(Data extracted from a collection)
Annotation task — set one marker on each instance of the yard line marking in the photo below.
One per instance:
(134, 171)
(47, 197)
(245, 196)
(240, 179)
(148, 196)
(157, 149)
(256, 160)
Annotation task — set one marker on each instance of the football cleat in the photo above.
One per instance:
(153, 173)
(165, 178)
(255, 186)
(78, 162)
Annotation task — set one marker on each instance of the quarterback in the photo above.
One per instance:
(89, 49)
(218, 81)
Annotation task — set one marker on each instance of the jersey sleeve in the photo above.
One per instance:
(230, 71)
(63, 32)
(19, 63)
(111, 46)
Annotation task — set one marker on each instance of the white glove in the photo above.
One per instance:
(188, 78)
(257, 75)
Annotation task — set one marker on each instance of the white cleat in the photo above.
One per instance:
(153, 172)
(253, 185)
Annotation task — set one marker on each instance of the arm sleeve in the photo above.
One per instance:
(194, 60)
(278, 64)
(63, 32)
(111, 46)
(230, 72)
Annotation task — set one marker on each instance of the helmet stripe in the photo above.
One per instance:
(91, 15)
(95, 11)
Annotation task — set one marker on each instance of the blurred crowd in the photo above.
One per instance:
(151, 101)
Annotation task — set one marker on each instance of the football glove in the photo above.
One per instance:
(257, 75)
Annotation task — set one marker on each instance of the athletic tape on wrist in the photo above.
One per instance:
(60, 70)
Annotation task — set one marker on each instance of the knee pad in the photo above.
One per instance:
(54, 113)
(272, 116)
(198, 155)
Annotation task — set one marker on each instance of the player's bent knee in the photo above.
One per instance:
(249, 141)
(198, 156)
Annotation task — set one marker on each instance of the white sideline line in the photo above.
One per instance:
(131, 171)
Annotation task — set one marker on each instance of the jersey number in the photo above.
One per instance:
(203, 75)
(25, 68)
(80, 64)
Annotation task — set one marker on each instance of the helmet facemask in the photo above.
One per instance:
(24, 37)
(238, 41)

ACTIVITY: Write the entries above out again, unchanged and complete.

TASK RESULT:
Annotation task — set one marker on each instance of the yard line marking in the photo below.
One per instance:
(134, 171)
(47, 197)
(245, 196)
(240, 179)
(148, 196)
(157, 149)
(256, 160)
Annotation task — set one marker on each instance of the football cleat in the photo above.
One per instance:
(153, 173)
(165, 178)
(255, 186)
(78, 162)
Annotation task — set one marker on each instance of the quarterback in the photo above.
One per instance:
(89, 49)
(218, 81)
Annotation task — set one marker on each instance of the jersey sleeve in the photo above.
One per instance:
(230, 71)
(63, 32)
(19, 63)
(111, 46)
Annotation task — set one marker on each instance of the white glove in the photo above.
One per instance:
(188, 78)
(257, 75)
Annotation task — set one marker on each instance of the white cleat in the photo above.
One per instance:
(153, 172)
(253, 185)
Annotation task — set one marker on each instance of the arm sleeve in the photo above.
One per instance:
(194, 60)
(278, 64)
(63, 32)
(111, 46)
(230, 72)
Annotation task — set one marker on each instance of the helmet stripe in the photo above.
One per instance:
(91, 15)
(95, 11)
Annotation task — set one marker on each instance of the blurred crowd in the photo above.
One per instance:
(151, 101)
Annotation task — set one marker on each instance of the football glove in the photo above.
One per instance:
(257, 75)
Annotation task — set one marker on each instance of the athletic tape on wrist in the photo above.
One per instance:
(60, 70)
Annotation task — set one marker on each instance of the knee pad in the photo above.
One per instance:
(54, 113)
(272, 116)
(198, 155)
Annotation task — set one marker on each instance of the player's bent knee in the photo above.
One per instance:
(249, 141)
(198, 156)
Annotation task — set one marker on each instance of the white sideline line in the photo above.
One per instance:
(131, 171)
Annotation task — set one marker on each instance of the jersey number in the photo above.
One per instance:
(203, 75)
(25, 68)
(80, 64)
Annotation task — set one marker on each instance of the helmet facemask in the photo above.
One per instance:
(24, 37)
(238, 41)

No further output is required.